— TASK REQUIREMENTS —
Extend the passage on Ashurak's death and burial, starting right after its last sentence.

On 25 May 2021, his body was transferred to relatives with a bandaged head. According to his brother, he was told that the body fell from the morgue refrigerator. On 25 May 2021, Investigative Committee of Belarus published a video mounted of at least two parts made probably in a solitary cell (ШИЗО, Штрафной изолятор — ShIZO, Punishment isolator) with Ashurak falling twice for no visible reason. The committee also said that Ashurak didn't have any health complaints and refused medical help and hospitalization. The relatives had a preliminary death certificate with an unidentified cause of death (ICD-10 code R99 "Ill-defined and unknown cause of mortality").

Ashurak was buried on 26 May 2021. According to his last will, his body was covered with a white-red-white flag.

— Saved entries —

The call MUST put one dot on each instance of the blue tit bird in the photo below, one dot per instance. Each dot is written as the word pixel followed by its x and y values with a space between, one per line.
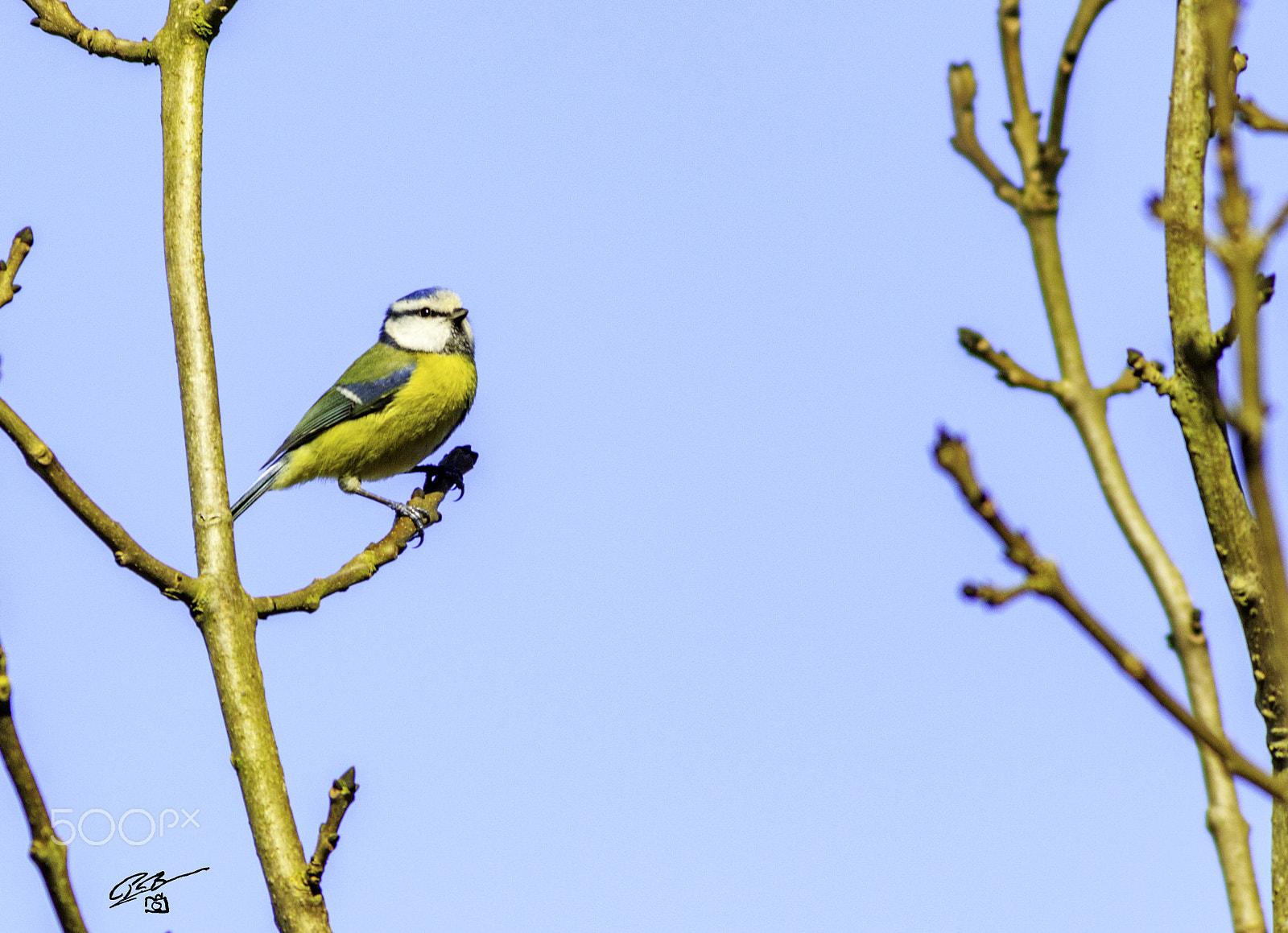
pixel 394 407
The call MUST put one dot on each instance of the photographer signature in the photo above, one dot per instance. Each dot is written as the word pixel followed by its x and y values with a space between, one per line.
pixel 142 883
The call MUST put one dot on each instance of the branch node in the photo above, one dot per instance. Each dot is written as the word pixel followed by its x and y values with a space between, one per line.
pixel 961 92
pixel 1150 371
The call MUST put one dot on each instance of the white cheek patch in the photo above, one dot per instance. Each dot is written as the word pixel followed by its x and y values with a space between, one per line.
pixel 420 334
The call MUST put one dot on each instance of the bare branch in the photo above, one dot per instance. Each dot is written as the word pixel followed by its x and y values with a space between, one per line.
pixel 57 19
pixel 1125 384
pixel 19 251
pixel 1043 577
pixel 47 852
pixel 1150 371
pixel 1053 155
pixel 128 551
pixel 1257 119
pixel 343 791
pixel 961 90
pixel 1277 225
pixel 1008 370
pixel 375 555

— ANSWER BOX —
== Commemoration ==
A Polish singer Maciej Wróblewski dedicated a song Belarusian Path - We Will Prevail (Białoruski Szlak - PERAMOŻEM) to Vitold Ashurak. It was premiered on 3 August 2021.

On October 31, 2021, a memorial cross in honor of Vitold Ashurak was unveiled in the Belarusian church of Antwerpen, Belgium.

In March 2023, he was posthumously awarded the Medal of the Order of the Pahonia.

His death is the symbolic basis for establishing 21 May as the Day of Political Prisoners in Belarus.